CHALLENGE: Take the line that contains "Where can you spot the faucet" as the first line and the final line of the records as the last; return exactly those lines and the lines between.

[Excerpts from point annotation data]

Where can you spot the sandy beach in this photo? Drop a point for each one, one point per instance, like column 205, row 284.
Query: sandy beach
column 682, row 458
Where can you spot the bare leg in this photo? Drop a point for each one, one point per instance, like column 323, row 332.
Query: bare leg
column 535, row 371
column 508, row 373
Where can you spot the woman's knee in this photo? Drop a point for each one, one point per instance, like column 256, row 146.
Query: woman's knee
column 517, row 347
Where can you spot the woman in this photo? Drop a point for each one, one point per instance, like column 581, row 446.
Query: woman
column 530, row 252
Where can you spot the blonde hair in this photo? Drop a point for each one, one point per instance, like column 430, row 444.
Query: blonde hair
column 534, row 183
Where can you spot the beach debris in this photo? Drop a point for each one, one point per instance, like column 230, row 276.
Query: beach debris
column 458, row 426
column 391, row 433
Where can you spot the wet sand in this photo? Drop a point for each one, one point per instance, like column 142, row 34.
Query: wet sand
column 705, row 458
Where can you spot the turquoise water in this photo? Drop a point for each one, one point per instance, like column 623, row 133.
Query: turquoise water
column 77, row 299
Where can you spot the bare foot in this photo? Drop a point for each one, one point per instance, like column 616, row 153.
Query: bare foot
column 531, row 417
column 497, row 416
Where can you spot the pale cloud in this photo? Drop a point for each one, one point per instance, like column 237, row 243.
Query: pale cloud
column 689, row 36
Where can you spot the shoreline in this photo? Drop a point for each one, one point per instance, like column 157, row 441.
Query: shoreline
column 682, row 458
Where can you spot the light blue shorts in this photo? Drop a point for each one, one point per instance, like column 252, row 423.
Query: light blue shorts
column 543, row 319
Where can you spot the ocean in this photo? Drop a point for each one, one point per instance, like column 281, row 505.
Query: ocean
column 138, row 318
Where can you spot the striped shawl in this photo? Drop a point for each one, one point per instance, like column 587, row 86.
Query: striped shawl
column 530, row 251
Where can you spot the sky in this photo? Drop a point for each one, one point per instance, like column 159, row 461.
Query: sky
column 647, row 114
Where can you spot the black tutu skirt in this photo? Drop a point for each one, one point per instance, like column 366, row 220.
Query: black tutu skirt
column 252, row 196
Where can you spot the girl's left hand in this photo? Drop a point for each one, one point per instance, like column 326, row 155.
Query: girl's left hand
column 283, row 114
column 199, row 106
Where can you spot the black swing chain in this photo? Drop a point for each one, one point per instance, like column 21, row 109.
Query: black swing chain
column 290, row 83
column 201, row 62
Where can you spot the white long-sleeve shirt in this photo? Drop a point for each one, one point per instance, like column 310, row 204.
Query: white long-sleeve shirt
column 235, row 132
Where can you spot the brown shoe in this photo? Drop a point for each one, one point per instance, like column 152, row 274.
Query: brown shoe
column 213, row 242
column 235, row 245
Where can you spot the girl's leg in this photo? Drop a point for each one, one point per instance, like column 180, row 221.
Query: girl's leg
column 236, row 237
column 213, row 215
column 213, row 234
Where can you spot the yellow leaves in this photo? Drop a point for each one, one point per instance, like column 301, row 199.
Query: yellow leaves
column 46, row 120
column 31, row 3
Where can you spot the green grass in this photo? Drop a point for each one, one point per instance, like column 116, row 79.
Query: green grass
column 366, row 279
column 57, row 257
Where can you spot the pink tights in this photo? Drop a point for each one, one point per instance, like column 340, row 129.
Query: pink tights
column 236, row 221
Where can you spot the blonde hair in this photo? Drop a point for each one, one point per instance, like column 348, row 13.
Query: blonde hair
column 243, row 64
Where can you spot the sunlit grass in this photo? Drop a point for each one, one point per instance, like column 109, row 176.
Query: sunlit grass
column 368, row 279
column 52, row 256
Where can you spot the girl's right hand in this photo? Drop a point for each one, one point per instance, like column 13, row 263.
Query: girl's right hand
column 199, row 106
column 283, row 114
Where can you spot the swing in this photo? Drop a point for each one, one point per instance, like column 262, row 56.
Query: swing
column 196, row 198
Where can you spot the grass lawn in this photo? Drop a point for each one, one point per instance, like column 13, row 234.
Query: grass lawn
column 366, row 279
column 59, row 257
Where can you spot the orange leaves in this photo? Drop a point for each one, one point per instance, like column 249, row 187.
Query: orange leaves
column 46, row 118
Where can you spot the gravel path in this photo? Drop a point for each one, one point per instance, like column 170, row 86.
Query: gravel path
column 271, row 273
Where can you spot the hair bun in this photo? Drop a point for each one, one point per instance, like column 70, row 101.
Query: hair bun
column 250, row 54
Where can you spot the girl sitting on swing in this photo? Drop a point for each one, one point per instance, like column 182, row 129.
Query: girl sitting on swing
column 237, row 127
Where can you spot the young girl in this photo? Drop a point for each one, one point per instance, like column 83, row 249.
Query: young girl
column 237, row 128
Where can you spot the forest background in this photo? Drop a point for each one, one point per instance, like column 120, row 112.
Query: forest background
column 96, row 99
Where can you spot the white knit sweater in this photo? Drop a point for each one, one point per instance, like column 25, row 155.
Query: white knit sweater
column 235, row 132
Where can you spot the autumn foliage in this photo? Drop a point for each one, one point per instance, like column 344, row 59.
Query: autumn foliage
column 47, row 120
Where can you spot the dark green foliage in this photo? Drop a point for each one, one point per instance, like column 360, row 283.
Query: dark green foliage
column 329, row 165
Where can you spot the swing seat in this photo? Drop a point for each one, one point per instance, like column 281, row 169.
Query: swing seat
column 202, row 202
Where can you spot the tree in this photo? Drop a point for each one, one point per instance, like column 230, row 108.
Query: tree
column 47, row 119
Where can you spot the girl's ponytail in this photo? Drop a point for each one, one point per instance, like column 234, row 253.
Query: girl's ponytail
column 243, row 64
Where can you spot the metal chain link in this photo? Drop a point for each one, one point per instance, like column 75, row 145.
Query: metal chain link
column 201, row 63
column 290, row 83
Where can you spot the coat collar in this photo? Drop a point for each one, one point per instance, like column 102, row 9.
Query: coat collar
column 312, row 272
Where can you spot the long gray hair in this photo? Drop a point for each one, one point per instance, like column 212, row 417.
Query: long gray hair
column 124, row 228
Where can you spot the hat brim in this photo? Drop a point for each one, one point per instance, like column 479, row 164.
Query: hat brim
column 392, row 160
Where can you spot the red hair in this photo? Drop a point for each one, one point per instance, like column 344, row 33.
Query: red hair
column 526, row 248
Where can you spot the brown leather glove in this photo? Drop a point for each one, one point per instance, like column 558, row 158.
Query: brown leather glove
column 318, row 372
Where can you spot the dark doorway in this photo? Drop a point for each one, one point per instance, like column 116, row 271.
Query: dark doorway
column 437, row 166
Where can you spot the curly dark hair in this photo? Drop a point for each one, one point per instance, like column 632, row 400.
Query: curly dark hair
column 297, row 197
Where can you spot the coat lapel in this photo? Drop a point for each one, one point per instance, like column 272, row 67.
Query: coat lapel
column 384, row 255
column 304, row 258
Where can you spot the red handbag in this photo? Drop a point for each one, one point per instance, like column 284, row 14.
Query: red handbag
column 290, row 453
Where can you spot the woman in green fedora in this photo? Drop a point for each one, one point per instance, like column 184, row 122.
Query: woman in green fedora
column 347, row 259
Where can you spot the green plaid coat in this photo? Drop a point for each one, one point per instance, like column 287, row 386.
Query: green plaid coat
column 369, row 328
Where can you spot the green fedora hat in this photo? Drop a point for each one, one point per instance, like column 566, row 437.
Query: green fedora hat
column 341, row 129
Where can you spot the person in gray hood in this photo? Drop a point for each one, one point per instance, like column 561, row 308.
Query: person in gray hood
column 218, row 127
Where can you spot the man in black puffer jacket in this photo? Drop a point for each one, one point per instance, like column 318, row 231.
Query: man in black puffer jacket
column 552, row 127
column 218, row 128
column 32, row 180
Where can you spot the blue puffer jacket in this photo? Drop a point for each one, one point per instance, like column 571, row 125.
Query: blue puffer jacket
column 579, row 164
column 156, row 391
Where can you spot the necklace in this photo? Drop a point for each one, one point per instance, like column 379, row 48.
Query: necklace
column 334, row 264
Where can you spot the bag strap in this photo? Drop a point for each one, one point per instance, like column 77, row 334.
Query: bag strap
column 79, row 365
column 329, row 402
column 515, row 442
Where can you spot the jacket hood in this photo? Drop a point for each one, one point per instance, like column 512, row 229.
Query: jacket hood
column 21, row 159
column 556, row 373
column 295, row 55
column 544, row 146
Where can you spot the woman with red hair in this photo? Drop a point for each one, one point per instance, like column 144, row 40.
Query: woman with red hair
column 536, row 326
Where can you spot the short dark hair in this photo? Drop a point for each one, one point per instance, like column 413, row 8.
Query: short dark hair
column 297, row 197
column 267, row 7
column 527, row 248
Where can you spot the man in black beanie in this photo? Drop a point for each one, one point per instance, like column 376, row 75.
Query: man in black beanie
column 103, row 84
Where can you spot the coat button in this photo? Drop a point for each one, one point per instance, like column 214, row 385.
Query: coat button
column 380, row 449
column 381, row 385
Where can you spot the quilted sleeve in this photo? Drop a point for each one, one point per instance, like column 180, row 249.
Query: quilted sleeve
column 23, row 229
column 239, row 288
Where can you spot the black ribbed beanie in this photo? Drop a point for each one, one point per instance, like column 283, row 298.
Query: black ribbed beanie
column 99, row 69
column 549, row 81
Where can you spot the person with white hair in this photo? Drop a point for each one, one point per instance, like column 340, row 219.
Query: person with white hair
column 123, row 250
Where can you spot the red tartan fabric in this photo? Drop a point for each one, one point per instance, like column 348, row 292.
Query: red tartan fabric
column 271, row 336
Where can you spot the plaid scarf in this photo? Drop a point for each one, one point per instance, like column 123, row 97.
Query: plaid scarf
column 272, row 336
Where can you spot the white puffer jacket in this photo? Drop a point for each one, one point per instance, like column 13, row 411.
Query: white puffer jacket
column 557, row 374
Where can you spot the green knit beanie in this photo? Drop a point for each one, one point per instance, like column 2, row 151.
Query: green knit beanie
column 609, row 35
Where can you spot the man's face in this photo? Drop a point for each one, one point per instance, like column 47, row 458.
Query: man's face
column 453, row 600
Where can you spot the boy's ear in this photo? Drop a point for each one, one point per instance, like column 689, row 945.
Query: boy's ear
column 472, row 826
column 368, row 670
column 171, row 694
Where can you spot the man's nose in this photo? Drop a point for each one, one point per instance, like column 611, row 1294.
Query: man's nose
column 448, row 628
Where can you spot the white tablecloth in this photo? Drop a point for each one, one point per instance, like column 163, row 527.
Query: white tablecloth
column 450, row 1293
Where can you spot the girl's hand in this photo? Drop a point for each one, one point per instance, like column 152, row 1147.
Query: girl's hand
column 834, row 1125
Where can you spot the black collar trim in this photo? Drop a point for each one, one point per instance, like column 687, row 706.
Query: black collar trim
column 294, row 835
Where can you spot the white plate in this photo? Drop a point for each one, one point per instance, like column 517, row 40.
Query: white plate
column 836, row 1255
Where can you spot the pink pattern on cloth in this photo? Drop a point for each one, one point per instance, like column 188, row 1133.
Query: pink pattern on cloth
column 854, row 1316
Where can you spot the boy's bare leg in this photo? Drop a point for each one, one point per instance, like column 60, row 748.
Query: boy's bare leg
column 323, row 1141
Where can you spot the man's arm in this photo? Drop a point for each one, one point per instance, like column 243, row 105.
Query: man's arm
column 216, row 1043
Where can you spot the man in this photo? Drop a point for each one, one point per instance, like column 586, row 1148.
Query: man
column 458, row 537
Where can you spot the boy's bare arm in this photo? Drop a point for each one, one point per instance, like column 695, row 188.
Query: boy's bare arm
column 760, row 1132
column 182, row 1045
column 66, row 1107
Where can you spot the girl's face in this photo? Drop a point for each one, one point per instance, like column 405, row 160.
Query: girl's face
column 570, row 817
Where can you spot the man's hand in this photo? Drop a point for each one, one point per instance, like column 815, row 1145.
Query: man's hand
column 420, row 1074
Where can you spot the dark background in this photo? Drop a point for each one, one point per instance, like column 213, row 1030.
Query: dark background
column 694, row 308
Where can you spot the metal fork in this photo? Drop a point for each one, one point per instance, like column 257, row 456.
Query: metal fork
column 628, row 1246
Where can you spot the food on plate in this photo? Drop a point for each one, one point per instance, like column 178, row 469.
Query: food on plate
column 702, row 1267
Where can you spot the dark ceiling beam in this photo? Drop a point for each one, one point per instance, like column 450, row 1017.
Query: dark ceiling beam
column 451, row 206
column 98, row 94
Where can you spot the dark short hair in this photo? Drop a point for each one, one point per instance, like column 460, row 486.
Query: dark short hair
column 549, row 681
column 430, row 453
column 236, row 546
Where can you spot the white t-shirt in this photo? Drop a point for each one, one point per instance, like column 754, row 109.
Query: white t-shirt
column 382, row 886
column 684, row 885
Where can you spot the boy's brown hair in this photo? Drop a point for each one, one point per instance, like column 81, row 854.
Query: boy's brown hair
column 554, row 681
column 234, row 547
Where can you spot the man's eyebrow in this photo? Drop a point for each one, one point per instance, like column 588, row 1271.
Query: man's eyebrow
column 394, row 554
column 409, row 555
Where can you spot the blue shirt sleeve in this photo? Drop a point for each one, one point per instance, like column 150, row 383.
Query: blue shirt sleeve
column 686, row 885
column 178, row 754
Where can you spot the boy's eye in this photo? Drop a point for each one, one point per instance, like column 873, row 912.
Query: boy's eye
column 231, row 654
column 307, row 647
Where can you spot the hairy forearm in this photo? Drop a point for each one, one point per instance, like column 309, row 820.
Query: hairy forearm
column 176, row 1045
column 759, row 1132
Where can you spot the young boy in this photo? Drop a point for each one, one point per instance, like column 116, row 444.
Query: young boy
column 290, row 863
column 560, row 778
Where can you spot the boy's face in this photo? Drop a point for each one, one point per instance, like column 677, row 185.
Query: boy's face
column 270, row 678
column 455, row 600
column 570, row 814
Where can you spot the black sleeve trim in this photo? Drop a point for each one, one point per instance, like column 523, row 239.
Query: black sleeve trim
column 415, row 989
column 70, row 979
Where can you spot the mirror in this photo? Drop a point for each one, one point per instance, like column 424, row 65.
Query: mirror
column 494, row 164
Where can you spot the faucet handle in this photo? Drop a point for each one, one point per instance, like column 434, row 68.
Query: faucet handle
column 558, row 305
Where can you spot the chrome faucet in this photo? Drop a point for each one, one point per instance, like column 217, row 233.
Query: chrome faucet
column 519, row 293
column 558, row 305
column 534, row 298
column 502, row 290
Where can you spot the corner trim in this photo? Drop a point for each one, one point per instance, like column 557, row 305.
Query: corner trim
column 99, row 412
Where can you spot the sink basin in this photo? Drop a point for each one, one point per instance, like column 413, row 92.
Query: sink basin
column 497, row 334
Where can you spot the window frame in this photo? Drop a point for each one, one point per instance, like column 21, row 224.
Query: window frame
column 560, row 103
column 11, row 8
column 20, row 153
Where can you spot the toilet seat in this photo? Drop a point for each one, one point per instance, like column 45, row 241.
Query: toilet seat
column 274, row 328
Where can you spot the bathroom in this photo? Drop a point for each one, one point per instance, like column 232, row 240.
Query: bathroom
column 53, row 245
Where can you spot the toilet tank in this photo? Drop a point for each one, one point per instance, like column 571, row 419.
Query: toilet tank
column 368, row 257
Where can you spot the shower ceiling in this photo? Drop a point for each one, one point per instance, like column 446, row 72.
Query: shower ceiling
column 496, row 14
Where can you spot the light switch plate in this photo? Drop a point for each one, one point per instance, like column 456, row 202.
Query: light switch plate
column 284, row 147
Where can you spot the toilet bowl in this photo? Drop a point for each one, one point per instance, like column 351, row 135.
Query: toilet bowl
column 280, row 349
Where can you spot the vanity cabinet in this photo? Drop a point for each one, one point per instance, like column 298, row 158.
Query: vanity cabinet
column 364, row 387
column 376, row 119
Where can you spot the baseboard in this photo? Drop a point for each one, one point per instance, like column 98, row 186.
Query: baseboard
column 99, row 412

TASK ANSWER:
Where can you spot the faucet handle in this photo? Drop a point for each one, one point per instance, like column 434, row 68.
Query: faucet handle
column 558, row 305
Where can you spot the chrome faucet in this photo? Drop a point for each one, one point per instance, like column 217, row 233.
Query: chrome faucet
column 519, row 293
column 558, row 305
column 534, row 298
column 502, row 290
Where can you spot the corner trim in this photo? Drop a point for each one, one point per instance, like column 557, row 305.
Query: corner trim
column 99, row 412
Where can you spot the sink basin in this photo? Drop a point for each one, one point per instance, like column 413, row 92.
Query: sink basin
column 497, row 334
Where can you spot the window frame in this photo? Drop a point for each one, one point per instance, like column 21, row 224.
Query: window frame
column 560, row 103
column 11, row 8
column 20, row 153
Where can you spot the toilet seat in this photo? Drop a point for each one, one point per instance, like column 45, row 241.
Query: toilet seat
column 274, row 328
Where can you spot the bathroom in this photo? Drop a point for each one, one point per instance, like column 232, row 240.
Query: bathroom
column 53, row 245
Where can you spot the toilet tank in this photo? Drop a point for each one, one point per instance, like column 571, row 419.
Query: toilet tank
column 368, row 257
Where can you spot the shower ceiling in this photo? Drop a point for each one, one point per instance, like column 446, row 72.
Query: shower ceiling
column 496, row 14
Where can you spot the light switch plate in this photo? Drop a point for each one, one point per instance, like column 456, row 202.
Query: light switch plate
column 284, row 147
Where can you spot the toilet bowl in this photo? Drop a point for each one, one point per instance, like column 351, row 135.
Query: toilet bowl
column 280, row 349
Where can you spot the vanity cabinet in this photo? Drop a point for each one, one point per instance, like column 298, row 158.
Query: vanity cabinet
column 364, row 387
column 376, row 119
Where can you spot the baseboard in this photo? Drop a point for each one, one point per instance, like column 98, row 186.
Query: baseboard
column 99, row 412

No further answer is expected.